> **Exercise**
Below are the entries; return exactly the line with "[[610, 430], [516, 695]]" and every later line, without anything else.
********************
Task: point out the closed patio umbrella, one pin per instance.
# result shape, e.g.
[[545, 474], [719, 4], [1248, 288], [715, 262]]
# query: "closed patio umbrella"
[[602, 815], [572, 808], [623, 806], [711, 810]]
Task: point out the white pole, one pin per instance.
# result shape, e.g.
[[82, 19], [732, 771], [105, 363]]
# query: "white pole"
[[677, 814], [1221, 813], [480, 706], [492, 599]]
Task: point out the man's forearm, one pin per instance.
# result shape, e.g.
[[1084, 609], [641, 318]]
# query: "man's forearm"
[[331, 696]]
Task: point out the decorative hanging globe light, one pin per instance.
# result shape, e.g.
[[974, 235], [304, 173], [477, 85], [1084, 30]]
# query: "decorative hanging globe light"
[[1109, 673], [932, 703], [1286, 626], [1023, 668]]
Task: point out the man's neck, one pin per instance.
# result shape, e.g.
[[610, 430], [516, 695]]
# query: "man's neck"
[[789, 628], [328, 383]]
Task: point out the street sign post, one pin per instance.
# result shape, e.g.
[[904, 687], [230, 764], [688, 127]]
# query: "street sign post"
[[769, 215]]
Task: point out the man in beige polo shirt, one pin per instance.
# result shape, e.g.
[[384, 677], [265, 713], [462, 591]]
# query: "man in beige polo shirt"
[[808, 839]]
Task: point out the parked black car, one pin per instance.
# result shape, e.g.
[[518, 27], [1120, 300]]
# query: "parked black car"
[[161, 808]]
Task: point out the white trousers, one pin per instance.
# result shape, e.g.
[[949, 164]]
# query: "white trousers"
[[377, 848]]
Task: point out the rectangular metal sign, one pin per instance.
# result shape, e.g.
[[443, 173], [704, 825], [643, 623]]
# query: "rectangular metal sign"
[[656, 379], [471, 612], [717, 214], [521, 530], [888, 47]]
********************
> **Expected output**
[[610, 430], [516, 695]]
# query: "man's neck"
[[789, 628], [328, 383]]
Task: point out the street sign post, one pin per instance.
# result shape, e.g.
[[904, 687], [230, 764], [688, 127]]
# query: "street sign post"
[[769, 215]]
Task: point out the man in beige polo shirt, one pin per instance.
# result shape, e.g.
[[384, 677], [265, 713], [462, 591]]
# query: "man in beige polo shirt"
[[808, 839]]
Task: point out the parked black car, one pin per instance.
# result shape, e.g.
[[518, 27], [1120, 300]]
# query: "parked black car"
[[161, 808]]
Task: point out the white trousers, one pin per instance.
# result shape, e.g.
[[949, 164]]
# query: "white trousers"
[[377, 848]]
Task: point out the rectangular metal sign, one pin per instance.
# result shape, e.g.
[[443, 173], [704, 825], [643, 623]]
# query: "rectangular metal sign"
[[656, 379], [471, 612], [717, 214], [521, 530], [888, 47]]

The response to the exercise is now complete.